[WHAT TO PRODUCE]: Would you repeat the lines from the one with "Target: sea lion's head" through the final line, both included, and nothing else? No pictures belong in the copy.

[PROVIDED DATA]:
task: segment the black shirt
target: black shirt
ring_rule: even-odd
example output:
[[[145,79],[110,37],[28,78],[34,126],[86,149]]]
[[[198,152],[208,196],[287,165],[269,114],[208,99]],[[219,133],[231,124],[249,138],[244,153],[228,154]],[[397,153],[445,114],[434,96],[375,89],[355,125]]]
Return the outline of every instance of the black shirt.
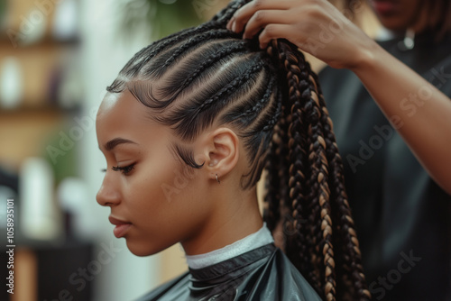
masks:
[[[267,244],[189,272],[137,301],[321,300],[285,254]]]
[[[401,39],[381,45],[449,97],[451,36],[440,43],[431,37],[417,37],[410,50],[401,50]],[[421,167],[353,72],[326,68],[319,79],[373,300],[451,300],[451,196]],[[412,116],[428,98],[427,89],[413,92],[400,99]],[[451,150],[449,154],[451,160]]]

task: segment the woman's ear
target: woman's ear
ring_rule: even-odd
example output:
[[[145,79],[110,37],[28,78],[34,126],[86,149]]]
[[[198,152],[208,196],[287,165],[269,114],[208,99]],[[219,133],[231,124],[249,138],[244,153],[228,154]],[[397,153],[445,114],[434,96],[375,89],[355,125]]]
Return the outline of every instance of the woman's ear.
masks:
[[[205,141],[205,155],[209,178],[224,178],[238,163],[239,140],[230,129],[222,127],[210,132]]]

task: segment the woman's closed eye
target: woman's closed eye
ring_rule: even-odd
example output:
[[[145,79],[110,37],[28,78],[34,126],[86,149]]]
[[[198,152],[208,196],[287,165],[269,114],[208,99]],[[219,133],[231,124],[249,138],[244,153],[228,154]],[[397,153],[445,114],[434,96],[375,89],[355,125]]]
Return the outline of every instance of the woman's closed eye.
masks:
[[[124,175],[128,175],[134,169],[134,165],[136,165],[136,163],[132,163],[127,166],[115,166],[111,169],[115,171],[121,171]]]

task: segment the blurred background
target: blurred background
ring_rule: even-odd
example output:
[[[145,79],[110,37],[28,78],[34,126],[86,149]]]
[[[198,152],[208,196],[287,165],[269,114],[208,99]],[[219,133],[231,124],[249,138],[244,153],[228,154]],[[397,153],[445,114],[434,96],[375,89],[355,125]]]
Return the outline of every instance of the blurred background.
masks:
[[[227,3],[0,0],[0,300],[133,300],[187,269],[179,245],[138,258],[113,235],[95,118],[135,52]]]

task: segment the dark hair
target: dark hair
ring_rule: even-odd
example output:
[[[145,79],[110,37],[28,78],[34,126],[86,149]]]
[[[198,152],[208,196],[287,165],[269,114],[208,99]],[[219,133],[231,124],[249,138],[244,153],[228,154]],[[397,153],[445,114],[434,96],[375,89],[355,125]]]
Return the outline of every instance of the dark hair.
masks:
[[[107,87],[128,89],[149,117],[170,126],[174,152],[196,162],[190,143],[213,123],[244,141],[254,187],[267,170],[264,218],[284,225],[284,250],[327,300],[368,300],[343,166],[316,75],[297,48],[243,40],[226,29],[246,1],[232,2],[210,22],[143,49]]]

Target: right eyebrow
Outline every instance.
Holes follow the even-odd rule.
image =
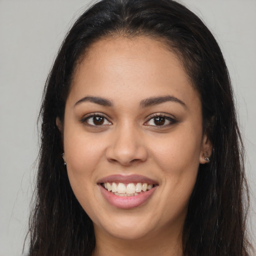
[[[112,102],[106,98],[102,98],[101,97],[86,96],[86,97],[84,97],[76,102],[74,105],[74,107],[86,102],[90,102],[102,106],[113,106]]]

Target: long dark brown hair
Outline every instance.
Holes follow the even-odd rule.
[[[70,184],[56,120],[63,120],[72,74],[86,50],[116,34],[164,41],[200,96],[204,128],[214,150],[210,162],[199,167],[189,202],[184,255],[249,255],[244,148],[228,69],[204,24],[172,0],[103,0],[82,14],[66,37],[46,82],[39,116],[41,144],[28,255],[89,256],[94,250],[92,223]]]

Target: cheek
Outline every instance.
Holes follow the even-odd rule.
[[[152,155],[167,172],[176,171],[178,174],[188,169],[198,168],[201,151],[200,128],[196,132],[190,128],[181,130],[170,134],[168,138],[162,138],[152,147]]]

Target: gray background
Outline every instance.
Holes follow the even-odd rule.
[[[256,0],[183,0],[215,35],[230,73],[256,234]],[[0,256],[21,255],[28,228],[43,86],[82,0],[0,0]]]

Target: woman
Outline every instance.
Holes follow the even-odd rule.
[[[103,0],[84,12],[40,117],[30,255],[248,255],[228,72],[181,4]]]

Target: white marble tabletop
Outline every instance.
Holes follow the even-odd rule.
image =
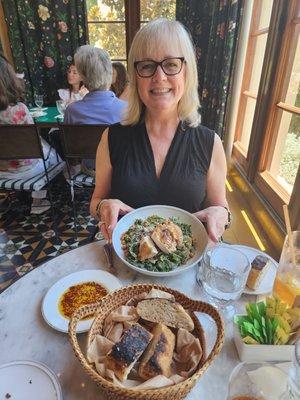
[[[194,299],[202,291],[196,282],[196,269],[169,278],[152,278],[134,273],[119,262],[116,276],[126,285],[157,283],[169,286]],[[29,272],[0,295],[0,364],[14,360],[33,360],[46,364],[59,377],[64,400],[101,400],[99,389],[87,376],[73,353],[68,334],[46,324],[41,304],[47,290],[60,278],[84,269],[108,270],[103,242],[95,242],[62,254]],[[206,326],[210,345],[213,324],[200,317]],[[84,347],[86,334],[79,335]],[[187,396],[187,400],[225,400],[228,379],[239,362],[232,340],[232,323],[226,324],[226,339],[220,355]]]

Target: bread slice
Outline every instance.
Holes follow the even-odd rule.
[[[185,309],[179,303],[167,299],[142,300],[137,305],[137,313],[146,321],[187,331],[194,329],[194,322]]]
[[[169,378],[172,374],[175,335],[163,324],[157,324],[152,334],[152,341],[142,356],[138,374],[145,380],[157,375]]]
[[[258,289],[261,281],[271,268],[271,262],[268,257],[259,255],[251,263],[251,270],[248,275],[246,285],[253,290]]]
[[[140,261],[148,260],[148,258],[154,257],[158,253],[153,241],[150,236],[145,236],[140,241],[138,259]]]
[[[139,324],[127,329],[105,359],[105,366],[124,381],[152,339],[152,334]]]

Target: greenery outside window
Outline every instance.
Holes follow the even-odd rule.
[[[176,0],[86,0],[89,43],[126,62],[135,32],[148,21],[175,19]]]
[[[292,226],[300,229],[300,3],[271,3],[253,1],[233,158],[274,215],[283,222],[288,204]]]

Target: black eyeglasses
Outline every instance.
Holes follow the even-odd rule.
[[[158,62],[154,60],[136,61],[134,68],[141,78],[150,78],[160,66],[166,75],[177,75],[182,69],[184,57],[170,57]]]

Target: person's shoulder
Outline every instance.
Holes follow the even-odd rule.
[[[58,95],[61,100],[67,101],[70,97],[70,90],[69,89],[58,89]]]
[[[126,131],[126,126],[121,125],[120,122],[109,125],[108,133],[111,135],[120,135]]]

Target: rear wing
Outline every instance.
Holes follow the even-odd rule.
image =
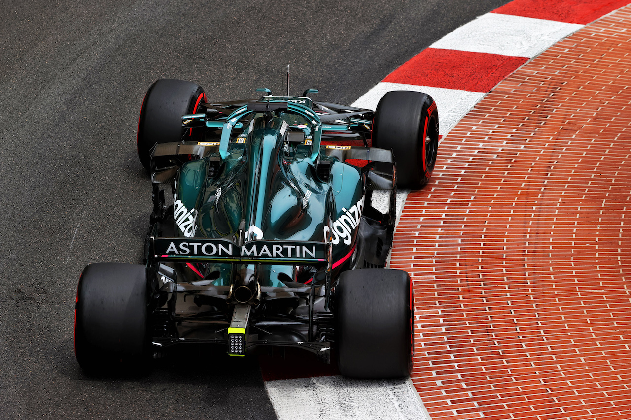
[[[227,239],[150,238],[149,258],[160,261],[326,265],[327,246],[314,241],[255,240],[238,245]]]

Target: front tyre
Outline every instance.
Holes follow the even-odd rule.
[[[175,79],[160,79],[149,88],[138,119],[138,158],[150,170],[151,149],[156,143],[195,139],[193,129],[182,127],[182,116],[195,114],[206,103],[199,85]]]
[[[145,268],[93,264],[83,269],[77,289],[74,353],[88,373],[146,365],[150,350]]]
[[[410,375],[414,310],[410,275],[385,269],[345,271],[335,289],[338,365],[346,376]]]
[[[413,189],[427,183],[436,163],[438,141],[438,110],[432,96],[393,91],[379,100],[372,146],[392,149],[398,187]]]

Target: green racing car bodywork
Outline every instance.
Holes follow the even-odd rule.
[[[298,347],[327,363],[334,347],[344,375],[409,374],[411,281],[385,267],[398,180],[420,187],[435,163],[435,103],[391,92],[372,111],[312,101],[315,90],[259,90],[223,103],[179,80],[148,91],[138,137],[153,189],[144,264],[84,270],[75,351],[86,371],[203,343],[237,357]]]

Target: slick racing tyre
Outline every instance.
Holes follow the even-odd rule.
[[[148,303],[144,266],[94,264],[83,269],[77,289],[74,354],[86,372],[146,366]]]
[[[372,146],[392,149],[398,187],[417,189],[427,183],[436,163],[438,140],[438,110],[432,96],[394,91],[379,101]]]
[[[345,271],[335,290],[338,365],[346,376],[410,375],[414,347],[410,275],[385,269]]]
[[[182,116],[195,114],[206,103],[199,85],[175,79],[160,79],[149,88],[138,119],[136,144],[140,163],[150,170],[151,149],[156,143],[195,139],[198,132],[182,127]]]

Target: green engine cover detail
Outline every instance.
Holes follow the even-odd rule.
[[[257,115],[253,120],[244,124],[243,133],[231,136],[215,178],[208,179],[208,158],[182,167],[176,195],[188,213],[180,205],[175,209],[179,212],[176,231],[184,236],[192,231],[195,236],[232,239],[244,220],[249,240],[324,241],[325,235],[330,235],[334,264],[348,259],[363,207],[360,170],[327,158],[332,160],[331,177],[324,182],[317,176],[309,154],[299,153],[300,146],[293,153],[286,151],[286,127],[283,128],[282,119],[265,120]],[[193,209],[199,213],[190,211]],[[192,228],[184,224],[189,220],[193,221]],[[239,271],[229,264],[208,269],[219,271],[216,284],[230,284]],[[280,286],[279,276],[294,278],[293,269],[286,265],[261,267],[259,281],[264,286]]]
[[[192,160],[182,167],[173,196],[173,221],[178,236],[196,236],[199,193],[208,177],[208,158]]]

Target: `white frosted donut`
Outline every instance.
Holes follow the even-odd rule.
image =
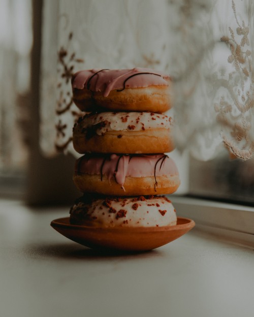
[[[72,84],[73,101],[83,111],[161,113],[171,107],[170,77],[150,69],[81,71]]]
[[[71,209],[70,223],[99,228],[174,226],[177,217],[171,201],[163,196],[83,196]]]
[[[76,162],[73,180],[83,193],[105,195],[170,194],[180,184],[172,158],[157,154],[85,154]]]
[[[102,112],[80,117],[73,128],[80,153],[156,153],[174,149],[171,117],[153,112]]]

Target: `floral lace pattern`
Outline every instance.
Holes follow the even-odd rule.
[[[55,8],[56,25],[49,2],[45,2],[45,16],[51,18],[44,23],[41,91],[45,153],[76,155],[72,133],[80,112],[72,99],[73,73],[140,67],[172,77],[180,150],[188,148],[206,160],[224,143],[235,156],[251,156],[252,0],[61,0]],[[47,38],[56,28],[57,38]],[[57,56],[49,55],[48,47]]]
[[[214,81],[218,101],[214,108],[224,142],[234,155],[243,160],[251,157],[254,151],[253,59],[250,41],[250,37],[253,38],[250,26],[254,4],[248,2],[247,13],[240,14],[232,1],[236,28],[229,26],[229,34],[222,36],[220,41],[230,51],[228,62],[232,70],[228,74],[221,72]]]

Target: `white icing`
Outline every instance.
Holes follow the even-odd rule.
[[[172,119],[165,114],[151,112],[103,112],[85,116],[78,126],[87,128],[104,122],[96,133],[101,135],[108,131],[141,131],[170,129]]]

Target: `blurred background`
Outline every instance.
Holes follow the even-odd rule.
[[[141,67],[174,82],[178,194],[253,204],[253,4],[191,2],[0,0],[0,197],[71,204],[72,74]]]

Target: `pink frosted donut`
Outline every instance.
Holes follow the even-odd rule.
[[[171,79],[147,68],[93,69],[78,72],[72,80],[73,101],[83,111],[151,111],[171,107]]]
[[[180,184],[176,165],[164,154],[86,154],[73,180],[81,192],[112,196],[170,194]]]

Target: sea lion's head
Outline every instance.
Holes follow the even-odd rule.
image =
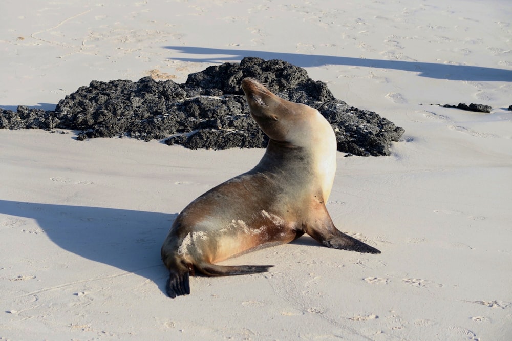
[[[242,89],[251,115],[271,139],[308,147],[334,138],[332,128],[316,109],[283,99],[252,78],[244,78]]]

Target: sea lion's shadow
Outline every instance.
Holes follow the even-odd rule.
[[[147,278],[165,292],[160,248],[177,214],[7,200],[0,200],[0,213],[22,224],[34,219],[62,249]]]

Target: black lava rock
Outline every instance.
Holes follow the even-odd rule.
[[[325,83],[280,60],[244,58],[189,75],[186,82],[93,81],[66,96],[55,111],[19,106],[2,110],[0,127],[55,127],[81,131],[79,140],[127,136],[187,148],[265,147],[268,138],[250,117],[242,80],[253,77],[285,99],[317,109],[333,126],[338,149],[363,156],[389,155],[403,129],[373,112],[334,97]]]
[[[442,105],[444,108],[456,108],[458,109],[466,110],[467,111],[474,111],[477,113],[490,113],[493,108],[489,105],[484,104],[477,104],[474,103],[471,103],[469,105],[465,103],[459,103],[458,105],[451,105],[450,104],[444,104]]]

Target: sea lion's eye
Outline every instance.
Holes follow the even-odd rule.
[[[261,106],[266,106],[267,104],[263,101],[263,99],[258,95],[252,94],[251,95],[251,99],[255,102],[258,105]]]

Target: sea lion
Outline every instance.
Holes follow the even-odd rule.
[[[212,188],[178,216],[162,246],[170,297],[190,293],[189,274],[265,272],[271,265],[216,262],[288,243],[306,233],[328,247],[380,251],[336,229],[325,207],[336,170],[336,138],[317,110],[242,81],[251,115],[270,141],[255,167]]]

[TASK SOLUTION]:
Target: sea lion's head
Outline every instance.
Holes follow the even-odd rule.
image =
[[[242,89],[251,115],[271,139],[308,147],[334,138],[332,128],[316,109],[283,99],[252,78],[244,78]]]

Target: sea lion's shadow
Outline every instance.
Holes follow the even-odd rule.
[[[147,278],[165,292],[160,248],[177,214],[7,200],[0,200],[0,213],[22,224],[34,219],[62,249]]]

Target: black lava rock
Outline every instance.
Holes follow the even-odd rule.
[[[325,83],[280,60],[244,58],[189,75],[186,82],[93,81],[66,96],[55,111],[19,106],[2,110],[0,127],[55,127],[81,131],[79,140],[127,136],[187,148],[265,147],[268,138],[250,117],[242,80],[253,77],[285,99],[317,109],[333,126],[338,149],[363,156],[389,155],[403,129],[373,112],[334,97]]]
[[[442,105],[444,108],[456,108],[458,109],[466,110],[467,111],[474,111],[477,113],[490,113],[493,108],[489,105],[484,104],[477,104],[474,103],[471,103],[469,105],[465,103],[459,103],[458,105],[451,105],[450,104],[444,104]]]

Target: sea lion's eye
Outline every instance.
Holes follow the even-odd rule.
[[[261,106],[266,106],[267,104],[263,101],[263,99],[258,95],[252,94],[251,95],[251,99],[255,102],[258,105]]]

Target: sea lion
Outline every instance.
Holes follow the even-odd rule.
[[[212,188],[178,216],[162,246],[170,297],[190,293],[189,274],[265,272],[271,265],[216,262],[288,243],[306,233],[328,247],[380,251],[336,229],[325,207],[336,170],[336,138],[317,110],[242,81],[251,115],[270,141],[255,167]]]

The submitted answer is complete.